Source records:
· · · ·

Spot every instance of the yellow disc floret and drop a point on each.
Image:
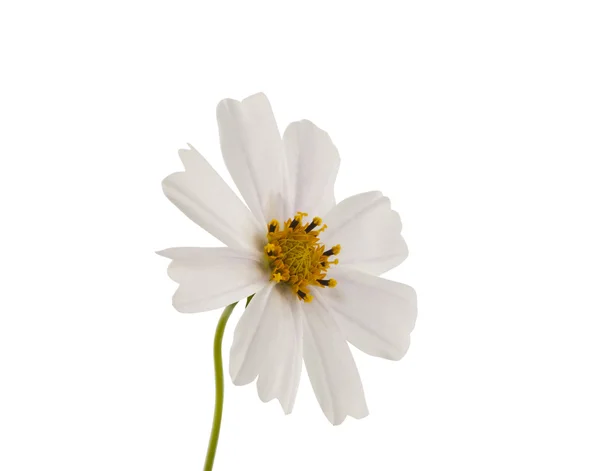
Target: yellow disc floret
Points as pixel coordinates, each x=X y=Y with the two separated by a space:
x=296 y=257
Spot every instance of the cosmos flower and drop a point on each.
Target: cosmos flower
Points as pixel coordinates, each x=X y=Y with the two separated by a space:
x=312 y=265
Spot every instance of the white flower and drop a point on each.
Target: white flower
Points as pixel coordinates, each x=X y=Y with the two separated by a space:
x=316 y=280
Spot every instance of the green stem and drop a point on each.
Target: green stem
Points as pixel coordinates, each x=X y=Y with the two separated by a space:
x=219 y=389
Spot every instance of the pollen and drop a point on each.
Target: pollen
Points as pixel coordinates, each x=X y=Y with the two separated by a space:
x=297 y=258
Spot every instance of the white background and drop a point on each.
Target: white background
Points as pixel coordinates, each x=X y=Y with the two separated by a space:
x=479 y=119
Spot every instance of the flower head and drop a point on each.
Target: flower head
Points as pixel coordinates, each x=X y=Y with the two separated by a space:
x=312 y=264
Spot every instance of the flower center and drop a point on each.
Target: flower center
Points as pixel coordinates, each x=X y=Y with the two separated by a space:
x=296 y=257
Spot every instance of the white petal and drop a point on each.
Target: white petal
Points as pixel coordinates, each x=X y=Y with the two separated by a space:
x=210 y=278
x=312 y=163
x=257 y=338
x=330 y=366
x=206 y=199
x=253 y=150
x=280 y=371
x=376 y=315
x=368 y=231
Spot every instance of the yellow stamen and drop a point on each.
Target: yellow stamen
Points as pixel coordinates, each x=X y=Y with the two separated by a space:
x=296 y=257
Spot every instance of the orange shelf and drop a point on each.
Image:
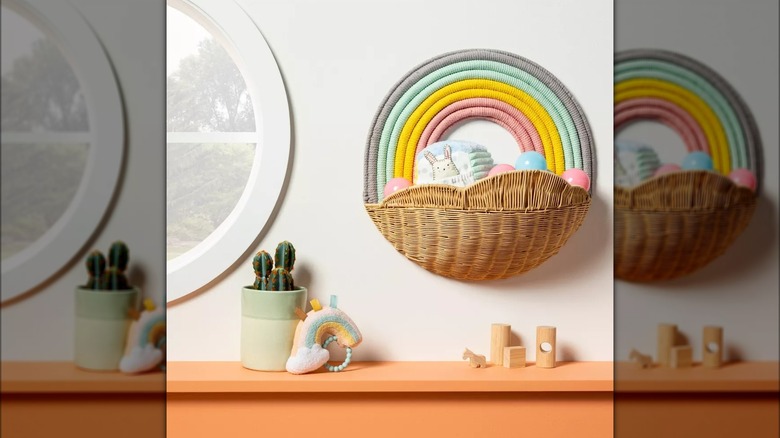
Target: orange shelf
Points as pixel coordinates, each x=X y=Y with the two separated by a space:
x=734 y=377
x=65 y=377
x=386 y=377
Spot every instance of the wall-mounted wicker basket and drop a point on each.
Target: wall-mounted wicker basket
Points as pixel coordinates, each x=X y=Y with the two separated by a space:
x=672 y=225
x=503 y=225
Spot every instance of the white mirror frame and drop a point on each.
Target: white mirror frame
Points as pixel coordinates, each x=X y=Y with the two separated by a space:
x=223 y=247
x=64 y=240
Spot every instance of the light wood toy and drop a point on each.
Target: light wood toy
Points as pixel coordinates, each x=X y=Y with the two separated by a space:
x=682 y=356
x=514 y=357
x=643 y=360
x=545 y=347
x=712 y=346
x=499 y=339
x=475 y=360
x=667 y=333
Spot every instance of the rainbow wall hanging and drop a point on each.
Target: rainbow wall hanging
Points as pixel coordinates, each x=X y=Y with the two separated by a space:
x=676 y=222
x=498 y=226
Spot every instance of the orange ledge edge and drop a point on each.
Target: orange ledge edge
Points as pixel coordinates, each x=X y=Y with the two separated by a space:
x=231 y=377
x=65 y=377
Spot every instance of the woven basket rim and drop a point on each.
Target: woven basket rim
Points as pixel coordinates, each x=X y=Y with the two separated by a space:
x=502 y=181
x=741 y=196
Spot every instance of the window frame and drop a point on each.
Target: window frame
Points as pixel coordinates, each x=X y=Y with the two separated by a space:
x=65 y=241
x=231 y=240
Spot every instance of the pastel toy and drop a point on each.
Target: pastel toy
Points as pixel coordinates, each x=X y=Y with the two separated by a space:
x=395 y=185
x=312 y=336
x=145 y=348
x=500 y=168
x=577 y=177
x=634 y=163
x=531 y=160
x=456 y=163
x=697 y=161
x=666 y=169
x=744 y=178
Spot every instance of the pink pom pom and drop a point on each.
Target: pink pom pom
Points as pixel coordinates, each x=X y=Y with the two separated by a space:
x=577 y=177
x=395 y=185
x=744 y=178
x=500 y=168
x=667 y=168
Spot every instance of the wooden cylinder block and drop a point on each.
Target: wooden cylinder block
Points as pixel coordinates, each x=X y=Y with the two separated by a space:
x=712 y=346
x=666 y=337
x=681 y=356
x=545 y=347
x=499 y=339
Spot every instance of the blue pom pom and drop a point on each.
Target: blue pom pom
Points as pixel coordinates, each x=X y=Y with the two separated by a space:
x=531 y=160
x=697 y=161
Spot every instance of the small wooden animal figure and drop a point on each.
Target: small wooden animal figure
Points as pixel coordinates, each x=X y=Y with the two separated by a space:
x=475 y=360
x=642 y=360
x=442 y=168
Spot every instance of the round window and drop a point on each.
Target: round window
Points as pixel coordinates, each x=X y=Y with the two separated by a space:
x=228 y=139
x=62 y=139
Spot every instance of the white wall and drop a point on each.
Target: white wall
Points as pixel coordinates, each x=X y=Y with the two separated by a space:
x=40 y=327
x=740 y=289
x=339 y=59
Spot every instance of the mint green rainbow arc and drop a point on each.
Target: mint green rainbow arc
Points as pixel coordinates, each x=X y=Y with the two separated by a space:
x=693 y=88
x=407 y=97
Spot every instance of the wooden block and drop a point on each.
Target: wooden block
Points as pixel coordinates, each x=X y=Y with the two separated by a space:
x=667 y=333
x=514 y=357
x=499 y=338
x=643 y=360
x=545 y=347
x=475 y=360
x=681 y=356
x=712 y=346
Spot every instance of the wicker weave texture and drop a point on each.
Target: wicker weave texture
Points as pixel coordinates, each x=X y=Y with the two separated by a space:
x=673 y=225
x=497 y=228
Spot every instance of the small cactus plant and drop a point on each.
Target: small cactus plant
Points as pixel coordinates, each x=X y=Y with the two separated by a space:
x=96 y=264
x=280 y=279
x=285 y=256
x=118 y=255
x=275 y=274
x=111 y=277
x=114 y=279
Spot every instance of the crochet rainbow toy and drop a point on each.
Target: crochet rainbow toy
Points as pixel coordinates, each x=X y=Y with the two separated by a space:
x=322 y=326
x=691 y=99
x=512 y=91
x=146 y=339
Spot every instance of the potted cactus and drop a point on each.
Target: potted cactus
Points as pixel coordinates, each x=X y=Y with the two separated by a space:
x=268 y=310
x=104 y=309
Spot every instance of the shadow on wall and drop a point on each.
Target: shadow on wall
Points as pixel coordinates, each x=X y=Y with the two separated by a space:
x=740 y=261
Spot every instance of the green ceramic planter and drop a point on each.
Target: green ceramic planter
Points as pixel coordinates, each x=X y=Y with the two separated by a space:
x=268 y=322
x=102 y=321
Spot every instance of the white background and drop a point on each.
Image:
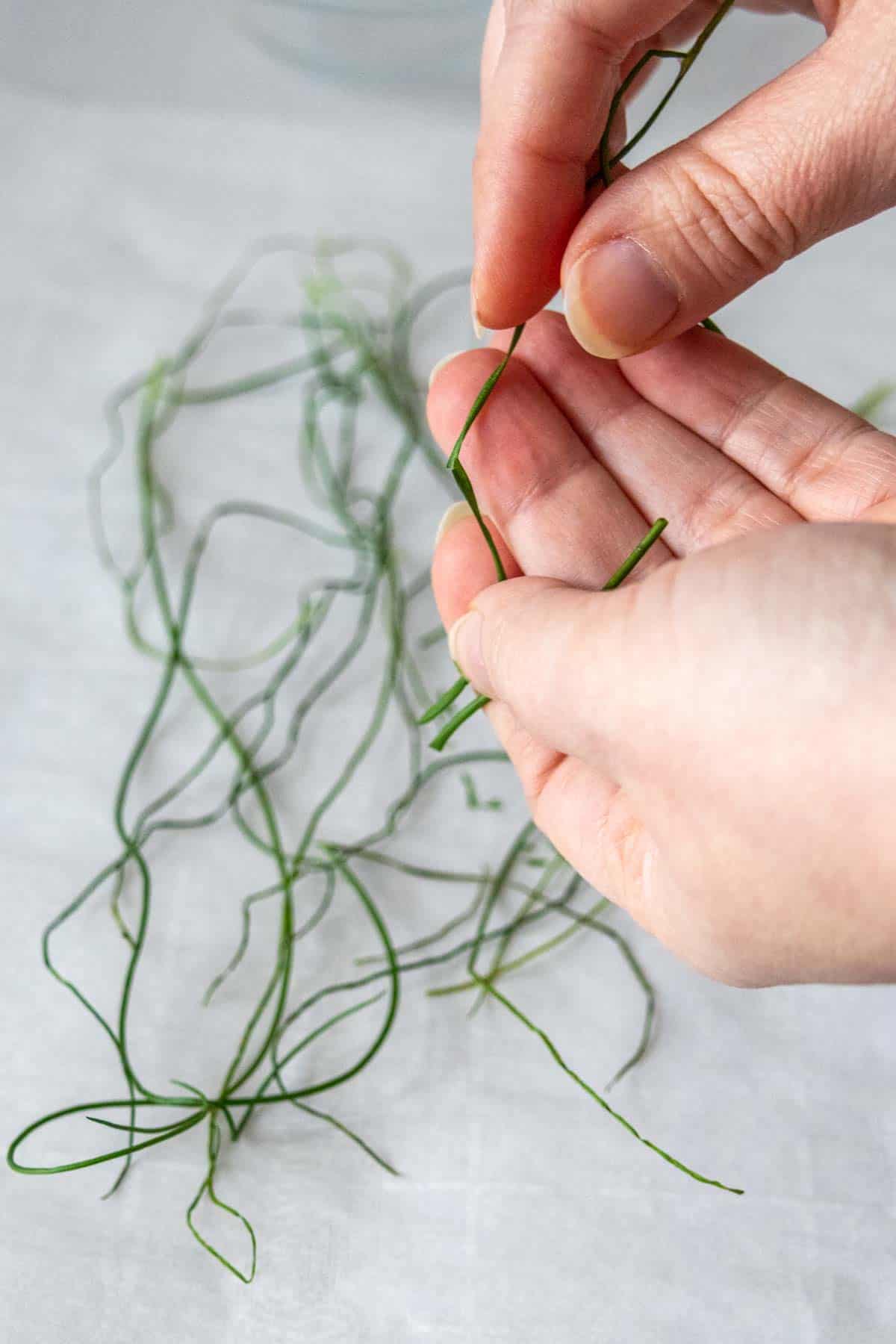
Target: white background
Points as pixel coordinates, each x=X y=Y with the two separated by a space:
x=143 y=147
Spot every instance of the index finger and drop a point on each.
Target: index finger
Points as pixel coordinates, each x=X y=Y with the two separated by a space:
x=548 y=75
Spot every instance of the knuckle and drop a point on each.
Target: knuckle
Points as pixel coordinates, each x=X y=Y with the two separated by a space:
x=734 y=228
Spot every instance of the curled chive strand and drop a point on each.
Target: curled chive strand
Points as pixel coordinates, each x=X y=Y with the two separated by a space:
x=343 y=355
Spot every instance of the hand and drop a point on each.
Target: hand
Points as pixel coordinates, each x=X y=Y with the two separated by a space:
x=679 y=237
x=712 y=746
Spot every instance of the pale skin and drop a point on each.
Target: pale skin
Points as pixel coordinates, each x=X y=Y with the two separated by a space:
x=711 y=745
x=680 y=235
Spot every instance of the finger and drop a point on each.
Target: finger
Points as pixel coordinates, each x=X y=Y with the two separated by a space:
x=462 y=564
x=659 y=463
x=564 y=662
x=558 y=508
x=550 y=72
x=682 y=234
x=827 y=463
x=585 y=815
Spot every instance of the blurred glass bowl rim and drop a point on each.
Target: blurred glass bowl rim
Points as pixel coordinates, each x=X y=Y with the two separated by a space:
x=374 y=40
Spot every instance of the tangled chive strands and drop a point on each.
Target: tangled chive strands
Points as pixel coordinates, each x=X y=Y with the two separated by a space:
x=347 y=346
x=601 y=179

· · · ·

REQUIREMENT:
Reproduce the lines from the one with "Spot every instance of the wooden block" to the one with "x=114 y=279", both included, without changing anything.

EXERCISE RESPONSE:
Spot every instance of the wooden block and drop a point on each.
Target: wooden block
Points as pixel coordinates, each x=X y=Y with the two separated by a space:
x=667 y=333
x=514 y=357
x=499 y=338
x=643 y=360
x=545 y=347
x=475 y=360
x=681 y=356
x=712 y=346
Spot every instance of the wicker weave texture and drop a point on each.
Target: wicker weave texture
Points as pixel coordinates, each x=X y=Y with the two separated by a space:
x=673 y=225
x=497 y=228
Spot every instance of the small cactus plant and drop a point on each.
Target: small cactus plant
Points as pixel coordinates, each x=X y=Y with the two separated by a space:
x=96 y=264
x=280 y=279
x=285 y=256
x=118 y=255
x=275 y=274
x=111 y=277
x=114 y=279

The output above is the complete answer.